::: Record list
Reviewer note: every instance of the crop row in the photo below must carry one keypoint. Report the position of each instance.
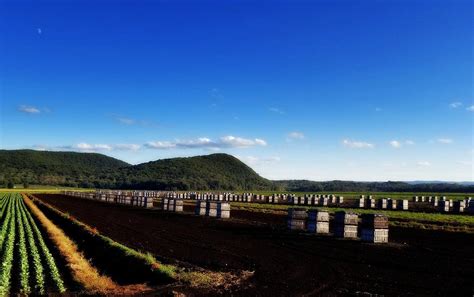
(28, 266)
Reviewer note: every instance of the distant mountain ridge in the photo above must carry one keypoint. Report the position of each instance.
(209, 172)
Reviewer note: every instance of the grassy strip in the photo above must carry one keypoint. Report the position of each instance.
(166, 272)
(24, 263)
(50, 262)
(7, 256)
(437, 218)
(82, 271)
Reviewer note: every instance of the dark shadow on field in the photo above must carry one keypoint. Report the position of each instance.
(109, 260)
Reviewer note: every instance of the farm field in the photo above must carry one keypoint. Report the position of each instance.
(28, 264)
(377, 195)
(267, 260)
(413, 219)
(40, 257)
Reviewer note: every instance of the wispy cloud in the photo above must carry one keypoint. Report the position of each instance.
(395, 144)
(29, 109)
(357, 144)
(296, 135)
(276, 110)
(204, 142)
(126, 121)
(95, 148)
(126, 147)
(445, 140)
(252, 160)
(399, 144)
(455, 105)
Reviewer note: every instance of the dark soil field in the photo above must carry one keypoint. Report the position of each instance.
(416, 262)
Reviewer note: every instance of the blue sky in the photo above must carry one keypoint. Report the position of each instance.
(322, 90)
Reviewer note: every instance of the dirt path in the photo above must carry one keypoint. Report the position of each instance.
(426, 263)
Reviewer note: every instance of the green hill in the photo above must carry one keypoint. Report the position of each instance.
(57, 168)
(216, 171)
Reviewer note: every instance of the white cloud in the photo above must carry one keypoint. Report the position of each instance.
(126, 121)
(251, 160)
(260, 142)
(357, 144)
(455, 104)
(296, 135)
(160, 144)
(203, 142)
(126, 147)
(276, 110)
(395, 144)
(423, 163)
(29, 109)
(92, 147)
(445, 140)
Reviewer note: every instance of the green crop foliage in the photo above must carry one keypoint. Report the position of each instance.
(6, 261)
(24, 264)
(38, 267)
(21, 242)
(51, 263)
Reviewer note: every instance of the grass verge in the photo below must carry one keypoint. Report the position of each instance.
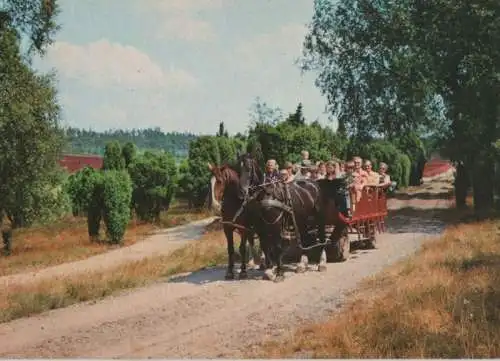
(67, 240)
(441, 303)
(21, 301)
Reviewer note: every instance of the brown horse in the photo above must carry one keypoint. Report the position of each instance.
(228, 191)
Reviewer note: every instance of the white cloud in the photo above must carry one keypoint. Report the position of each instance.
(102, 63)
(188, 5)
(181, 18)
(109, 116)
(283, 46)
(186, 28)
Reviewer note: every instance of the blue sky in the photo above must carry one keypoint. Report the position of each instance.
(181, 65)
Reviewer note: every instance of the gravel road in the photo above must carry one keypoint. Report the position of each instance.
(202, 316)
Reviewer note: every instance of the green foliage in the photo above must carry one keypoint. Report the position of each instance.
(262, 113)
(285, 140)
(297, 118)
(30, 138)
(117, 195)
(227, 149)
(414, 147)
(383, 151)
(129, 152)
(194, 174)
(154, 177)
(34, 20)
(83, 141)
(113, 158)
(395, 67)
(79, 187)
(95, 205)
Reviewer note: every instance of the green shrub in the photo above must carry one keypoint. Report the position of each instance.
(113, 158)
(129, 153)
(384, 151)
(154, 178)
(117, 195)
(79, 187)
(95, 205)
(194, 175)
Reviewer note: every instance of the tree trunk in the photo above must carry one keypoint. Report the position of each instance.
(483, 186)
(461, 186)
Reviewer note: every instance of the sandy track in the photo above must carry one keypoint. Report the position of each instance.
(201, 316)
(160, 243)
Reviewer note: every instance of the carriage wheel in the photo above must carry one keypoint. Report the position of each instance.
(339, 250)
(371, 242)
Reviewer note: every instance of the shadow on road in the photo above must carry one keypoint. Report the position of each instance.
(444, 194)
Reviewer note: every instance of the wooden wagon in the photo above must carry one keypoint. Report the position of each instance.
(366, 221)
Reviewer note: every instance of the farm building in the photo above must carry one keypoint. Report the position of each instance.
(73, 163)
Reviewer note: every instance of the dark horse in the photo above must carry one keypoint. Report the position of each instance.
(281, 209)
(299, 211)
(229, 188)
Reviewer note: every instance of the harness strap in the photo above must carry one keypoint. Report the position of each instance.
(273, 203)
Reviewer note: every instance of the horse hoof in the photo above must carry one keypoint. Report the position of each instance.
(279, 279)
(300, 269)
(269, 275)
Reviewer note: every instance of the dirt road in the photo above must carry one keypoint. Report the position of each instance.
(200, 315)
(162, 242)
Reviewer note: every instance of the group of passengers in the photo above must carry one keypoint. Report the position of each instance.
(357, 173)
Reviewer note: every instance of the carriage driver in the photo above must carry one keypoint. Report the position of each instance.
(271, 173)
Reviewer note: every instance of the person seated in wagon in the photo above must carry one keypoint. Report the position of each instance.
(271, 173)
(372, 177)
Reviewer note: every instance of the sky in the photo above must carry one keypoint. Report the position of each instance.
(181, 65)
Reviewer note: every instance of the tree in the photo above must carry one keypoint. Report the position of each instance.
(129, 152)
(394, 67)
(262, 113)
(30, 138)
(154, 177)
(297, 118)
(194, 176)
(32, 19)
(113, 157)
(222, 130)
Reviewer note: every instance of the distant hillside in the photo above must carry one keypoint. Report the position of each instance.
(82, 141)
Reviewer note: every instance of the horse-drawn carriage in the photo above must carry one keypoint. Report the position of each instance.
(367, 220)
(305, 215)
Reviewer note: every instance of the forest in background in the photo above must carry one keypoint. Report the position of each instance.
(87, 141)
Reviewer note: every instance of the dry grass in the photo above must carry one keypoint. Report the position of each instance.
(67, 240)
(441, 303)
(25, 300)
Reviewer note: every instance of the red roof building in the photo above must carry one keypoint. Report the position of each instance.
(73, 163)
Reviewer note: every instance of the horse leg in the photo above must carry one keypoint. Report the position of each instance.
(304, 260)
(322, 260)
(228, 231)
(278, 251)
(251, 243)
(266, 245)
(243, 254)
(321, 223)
::::::
§ **Work instructions**
Reproduce verbatim everything above, from the line containing "Reviewer note: every instance of the group" down to the final line of the records, with both of those lines included.

§ **The result**
Reviewer note: every instance of the group of passengers in the photo above must carry one keypoint. Report the position of each instance.
(357, 173)
Reviewer note: every instance of the carriage driver in the photo above must carry one keypoint. Report the position of each instance.
(271, 173)
Reviewer note: every instance of the person seated in wagon in the photo above must carry one keypoint. Report the position of each instance.
(271, 173)
(372, 177)
Reviewer note: every instance of the sky in the photo above must carry one keypoint. Report the position of each instance.
(181, 65)
Reviewer note: every instance of the tree in the photo above must carry one keypoint. Report the position of each instance.
(129, 152)
(394, 67)
(262, 113)
(30, 138)
(154, 177)
(297, 118)
(194, 176)
(32, 19)
(113, 157)
(222, 130)
Reviewer note: every instance of the distant hillside in the photo above must carry one keypoint. Report the position of each instance.
(82, 141)
Reviewer note: every instance of the horse-drawn carriage in the photo above must carry one keypoint. Report the position of each instance.
(367, 220)
(305, 215)
Reviewer note: every instance of the forest in background in the photo above must carry one keypoint. Report the position of each instance.
(87, 141)
Reviewer note: every instance of the dry grass in the photo above must carry one keypoint. Report the position of each instance.
(67, 240)
(441, 303)
(25, 300)
Reviewer note: every instance of the red roof building in the photo above must carry one keypoint. Report the position of each instance.
(73, 163)
Reviewer note: every instance of the horse leg in the photo above must carry one keypoint. Report the position of each instance.
(304, 260)
(322, 260)
(228, 231)
(278, 251)
(251, 243)
(266, 245)
(243, 254)
(321, 223)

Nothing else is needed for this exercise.